[[ Records to use open ]]

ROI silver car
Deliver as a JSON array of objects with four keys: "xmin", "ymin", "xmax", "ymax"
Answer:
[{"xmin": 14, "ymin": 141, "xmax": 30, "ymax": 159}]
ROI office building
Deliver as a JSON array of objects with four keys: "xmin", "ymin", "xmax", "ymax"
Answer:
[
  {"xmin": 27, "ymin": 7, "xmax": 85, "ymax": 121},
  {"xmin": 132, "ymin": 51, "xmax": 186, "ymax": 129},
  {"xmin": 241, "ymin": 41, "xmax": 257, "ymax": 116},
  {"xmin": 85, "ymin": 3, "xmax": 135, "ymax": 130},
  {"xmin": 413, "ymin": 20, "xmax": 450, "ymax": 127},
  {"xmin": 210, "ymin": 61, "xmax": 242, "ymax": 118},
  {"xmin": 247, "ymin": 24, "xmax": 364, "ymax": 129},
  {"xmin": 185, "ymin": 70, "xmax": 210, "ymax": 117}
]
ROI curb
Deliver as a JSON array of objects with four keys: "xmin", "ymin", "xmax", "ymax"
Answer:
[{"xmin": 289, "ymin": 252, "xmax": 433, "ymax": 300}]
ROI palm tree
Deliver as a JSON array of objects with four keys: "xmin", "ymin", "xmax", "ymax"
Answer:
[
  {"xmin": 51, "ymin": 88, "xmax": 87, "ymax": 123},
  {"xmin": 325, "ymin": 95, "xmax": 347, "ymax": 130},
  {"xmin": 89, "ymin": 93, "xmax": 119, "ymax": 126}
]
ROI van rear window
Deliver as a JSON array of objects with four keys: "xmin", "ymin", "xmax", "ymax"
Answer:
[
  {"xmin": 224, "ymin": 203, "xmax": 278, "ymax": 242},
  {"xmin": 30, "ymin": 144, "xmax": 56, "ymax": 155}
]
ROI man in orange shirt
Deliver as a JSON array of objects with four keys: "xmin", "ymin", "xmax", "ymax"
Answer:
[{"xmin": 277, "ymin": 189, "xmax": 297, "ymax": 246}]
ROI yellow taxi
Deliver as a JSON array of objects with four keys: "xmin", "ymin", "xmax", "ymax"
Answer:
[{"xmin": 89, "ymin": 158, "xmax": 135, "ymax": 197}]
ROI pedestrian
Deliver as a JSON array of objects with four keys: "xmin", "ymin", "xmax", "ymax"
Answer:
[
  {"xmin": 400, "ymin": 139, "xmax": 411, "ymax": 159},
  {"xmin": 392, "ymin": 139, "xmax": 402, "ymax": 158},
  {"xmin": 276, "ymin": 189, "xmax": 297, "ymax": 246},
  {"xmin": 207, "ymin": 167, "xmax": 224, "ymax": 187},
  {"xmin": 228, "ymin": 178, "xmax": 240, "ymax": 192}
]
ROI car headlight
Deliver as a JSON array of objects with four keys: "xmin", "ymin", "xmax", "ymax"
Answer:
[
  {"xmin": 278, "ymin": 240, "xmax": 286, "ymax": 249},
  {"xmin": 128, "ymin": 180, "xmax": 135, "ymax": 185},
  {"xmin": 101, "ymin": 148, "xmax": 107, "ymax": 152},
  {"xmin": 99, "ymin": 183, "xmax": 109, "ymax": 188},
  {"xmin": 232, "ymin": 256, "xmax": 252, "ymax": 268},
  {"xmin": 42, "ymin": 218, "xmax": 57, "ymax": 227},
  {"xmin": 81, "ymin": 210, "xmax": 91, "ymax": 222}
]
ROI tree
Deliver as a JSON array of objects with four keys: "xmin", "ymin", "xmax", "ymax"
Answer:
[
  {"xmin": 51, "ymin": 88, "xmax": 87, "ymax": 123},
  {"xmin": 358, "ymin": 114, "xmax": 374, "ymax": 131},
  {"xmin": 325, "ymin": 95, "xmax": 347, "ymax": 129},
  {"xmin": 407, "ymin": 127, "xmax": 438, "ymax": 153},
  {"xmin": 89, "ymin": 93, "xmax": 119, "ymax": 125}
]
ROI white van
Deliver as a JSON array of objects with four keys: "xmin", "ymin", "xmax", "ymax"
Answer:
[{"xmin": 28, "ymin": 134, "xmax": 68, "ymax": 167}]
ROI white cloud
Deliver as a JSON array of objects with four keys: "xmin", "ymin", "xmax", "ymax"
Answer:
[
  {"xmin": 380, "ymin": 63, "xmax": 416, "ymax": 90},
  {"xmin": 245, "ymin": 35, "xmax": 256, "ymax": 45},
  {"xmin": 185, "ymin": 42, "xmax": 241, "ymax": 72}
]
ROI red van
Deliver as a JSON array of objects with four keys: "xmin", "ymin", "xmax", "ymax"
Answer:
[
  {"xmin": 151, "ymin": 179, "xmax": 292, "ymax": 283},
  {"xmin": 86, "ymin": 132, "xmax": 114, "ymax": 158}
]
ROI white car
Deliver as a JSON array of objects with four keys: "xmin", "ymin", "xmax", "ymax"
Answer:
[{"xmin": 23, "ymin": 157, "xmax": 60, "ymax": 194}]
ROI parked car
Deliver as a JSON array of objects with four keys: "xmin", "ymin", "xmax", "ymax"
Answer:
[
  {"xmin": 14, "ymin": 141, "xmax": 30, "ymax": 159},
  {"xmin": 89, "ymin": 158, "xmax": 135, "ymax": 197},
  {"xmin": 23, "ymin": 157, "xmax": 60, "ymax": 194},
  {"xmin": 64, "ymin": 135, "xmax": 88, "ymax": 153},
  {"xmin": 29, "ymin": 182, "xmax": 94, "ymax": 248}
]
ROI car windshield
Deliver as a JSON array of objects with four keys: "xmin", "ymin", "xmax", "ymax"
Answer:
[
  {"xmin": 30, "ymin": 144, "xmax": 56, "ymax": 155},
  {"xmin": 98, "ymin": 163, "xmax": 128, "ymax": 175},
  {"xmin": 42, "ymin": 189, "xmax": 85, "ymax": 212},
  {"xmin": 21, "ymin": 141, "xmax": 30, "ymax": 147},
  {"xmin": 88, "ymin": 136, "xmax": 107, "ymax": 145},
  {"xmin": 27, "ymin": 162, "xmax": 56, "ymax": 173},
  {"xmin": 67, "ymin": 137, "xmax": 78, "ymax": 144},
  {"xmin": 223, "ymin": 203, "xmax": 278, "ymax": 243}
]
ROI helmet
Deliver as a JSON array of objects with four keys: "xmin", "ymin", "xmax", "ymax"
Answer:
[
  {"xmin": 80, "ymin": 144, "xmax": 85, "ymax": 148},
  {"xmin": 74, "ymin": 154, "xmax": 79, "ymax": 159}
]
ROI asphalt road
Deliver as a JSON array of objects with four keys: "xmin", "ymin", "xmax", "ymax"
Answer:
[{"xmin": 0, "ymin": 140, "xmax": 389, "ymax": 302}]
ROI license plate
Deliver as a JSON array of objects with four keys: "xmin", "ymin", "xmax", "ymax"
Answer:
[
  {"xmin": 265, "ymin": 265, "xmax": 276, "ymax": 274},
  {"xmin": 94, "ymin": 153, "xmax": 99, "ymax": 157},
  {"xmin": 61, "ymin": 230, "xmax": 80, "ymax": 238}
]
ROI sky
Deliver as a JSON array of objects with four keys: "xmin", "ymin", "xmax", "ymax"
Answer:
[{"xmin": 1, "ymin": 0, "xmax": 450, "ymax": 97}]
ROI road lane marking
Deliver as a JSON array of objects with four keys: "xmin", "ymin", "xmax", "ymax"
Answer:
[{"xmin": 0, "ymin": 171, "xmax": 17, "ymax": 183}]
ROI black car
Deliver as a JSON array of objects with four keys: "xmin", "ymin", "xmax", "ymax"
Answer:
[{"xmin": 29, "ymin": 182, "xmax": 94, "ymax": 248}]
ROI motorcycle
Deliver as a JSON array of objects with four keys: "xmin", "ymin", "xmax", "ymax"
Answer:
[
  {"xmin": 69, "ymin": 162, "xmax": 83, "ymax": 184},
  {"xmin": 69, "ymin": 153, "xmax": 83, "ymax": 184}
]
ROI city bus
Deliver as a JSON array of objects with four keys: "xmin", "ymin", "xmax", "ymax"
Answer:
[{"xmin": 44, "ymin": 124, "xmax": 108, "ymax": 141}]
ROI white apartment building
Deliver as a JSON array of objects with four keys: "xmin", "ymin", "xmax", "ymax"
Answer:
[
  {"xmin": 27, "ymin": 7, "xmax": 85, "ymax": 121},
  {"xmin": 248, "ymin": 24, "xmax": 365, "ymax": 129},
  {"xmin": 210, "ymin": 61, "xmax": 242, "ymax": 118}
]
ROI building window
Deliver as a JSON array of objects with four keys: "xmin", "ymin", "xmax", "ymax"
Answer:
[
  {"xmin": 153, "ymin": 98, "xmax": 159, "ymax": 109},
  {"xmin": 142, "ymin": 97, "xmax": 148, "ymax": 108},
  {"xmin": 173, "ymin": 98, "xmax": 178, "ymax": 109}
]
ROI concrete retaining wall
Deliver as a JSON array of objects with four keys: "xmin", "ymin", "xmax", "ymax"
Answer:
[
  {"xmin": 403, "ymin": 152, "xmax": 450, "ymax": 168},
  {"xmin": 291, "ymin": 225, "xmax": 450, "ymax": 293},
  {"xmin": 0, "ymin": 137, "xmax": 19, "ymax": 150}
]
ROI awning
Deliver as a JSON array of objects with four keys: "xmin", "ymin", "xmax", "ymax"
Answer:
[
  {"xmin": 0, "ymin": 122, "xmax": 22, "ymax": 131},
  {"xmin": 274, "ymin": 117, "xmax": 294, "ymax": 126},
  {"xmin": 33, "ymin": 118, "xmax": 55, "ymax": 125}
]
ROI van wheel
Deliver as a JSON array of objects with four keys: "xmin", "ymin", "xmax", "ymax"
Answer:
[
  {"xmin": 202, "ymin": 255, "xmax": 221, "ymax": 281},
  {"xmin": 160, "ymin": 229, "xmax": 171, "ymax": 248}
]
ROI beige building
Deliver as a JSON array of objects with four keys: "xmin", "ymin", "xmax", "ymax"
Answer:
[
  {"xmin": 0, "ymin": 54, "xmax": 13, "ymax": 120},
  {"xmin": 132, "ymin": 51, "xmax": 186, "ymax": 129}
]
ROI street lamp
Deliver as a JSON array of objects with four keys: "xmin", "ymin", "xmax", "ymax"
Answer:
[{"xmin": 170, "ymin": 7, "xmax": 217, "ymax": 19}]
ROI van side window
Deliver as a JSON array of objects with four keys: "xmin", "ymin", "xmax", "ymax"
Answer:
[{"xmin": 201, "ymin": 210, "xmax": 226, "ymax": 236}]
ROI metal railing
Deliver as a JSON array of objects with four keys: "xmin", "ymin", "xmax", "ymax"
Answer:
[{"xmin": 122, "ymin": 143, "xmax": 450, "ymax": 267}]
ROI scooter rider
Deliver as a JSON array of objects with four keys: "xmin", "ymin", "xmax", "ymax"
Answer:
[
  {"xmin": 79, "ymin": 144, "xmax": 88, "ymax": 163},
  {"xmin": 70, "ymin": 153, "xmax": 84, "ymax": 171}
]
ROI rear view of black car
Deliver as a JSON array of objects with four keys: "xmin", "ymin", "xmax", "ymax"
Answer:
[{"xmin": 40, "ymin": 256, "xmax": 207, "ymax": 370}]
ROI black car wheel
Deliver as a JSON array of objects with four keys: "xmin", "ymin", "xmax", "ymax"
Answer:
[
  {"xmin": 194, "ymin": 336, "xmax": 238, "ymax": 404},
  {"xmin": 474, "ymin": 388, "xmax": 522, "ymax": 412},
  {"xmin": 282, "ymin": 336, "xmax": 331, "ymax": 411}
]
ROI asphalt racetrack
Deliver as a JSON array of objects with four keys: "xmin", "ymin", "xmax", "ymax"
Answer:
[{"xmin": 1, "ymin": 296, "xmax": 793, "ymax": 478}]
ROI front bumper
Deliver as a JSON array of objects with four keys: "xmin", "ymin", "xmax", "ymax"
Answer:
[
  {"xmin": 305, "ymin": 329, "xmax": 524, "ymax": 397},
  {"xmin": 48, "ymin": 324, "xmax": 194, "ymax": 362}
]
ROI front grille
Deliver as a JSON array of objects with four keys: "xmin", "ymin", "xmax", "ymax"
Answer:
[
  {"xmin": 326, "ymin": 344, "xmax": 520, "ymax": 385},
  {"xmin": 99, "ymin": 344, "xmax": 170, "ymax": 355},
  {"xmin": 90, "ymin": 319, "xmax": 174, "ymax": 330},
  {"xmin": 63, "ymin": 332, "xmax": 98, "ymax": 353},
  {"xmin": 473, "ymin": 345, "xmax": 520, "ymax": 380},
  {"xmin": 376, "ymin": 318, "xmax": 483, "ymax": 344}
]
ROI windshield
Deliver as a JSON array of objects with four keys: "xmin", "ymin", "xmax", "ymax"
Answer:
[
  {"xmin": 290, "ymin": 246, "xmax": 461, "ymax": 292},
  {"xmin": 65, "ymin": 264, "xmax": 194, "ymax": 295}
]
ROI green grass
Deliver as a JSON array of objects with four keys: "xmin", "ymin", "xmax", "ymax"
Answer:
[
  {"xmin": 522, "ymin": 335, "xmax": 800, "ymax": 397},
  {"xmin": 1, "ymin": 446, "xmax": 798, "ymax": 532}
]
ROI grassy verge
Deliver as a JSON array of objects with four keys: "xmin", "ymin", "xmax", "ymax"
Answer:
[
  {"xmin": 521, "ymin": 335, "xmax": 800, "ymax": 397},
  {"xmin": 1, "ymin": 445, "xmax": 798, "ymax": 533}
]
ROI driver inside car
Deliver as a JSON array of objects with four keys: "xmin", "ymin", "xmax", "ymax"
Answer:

[[ Records to use closed ]]

**Problem requirements:**
Every line holding the string "road" should be copied here, so please find those lines in the data.

**Response below:**
ROI asphalt road
ROI road lane marking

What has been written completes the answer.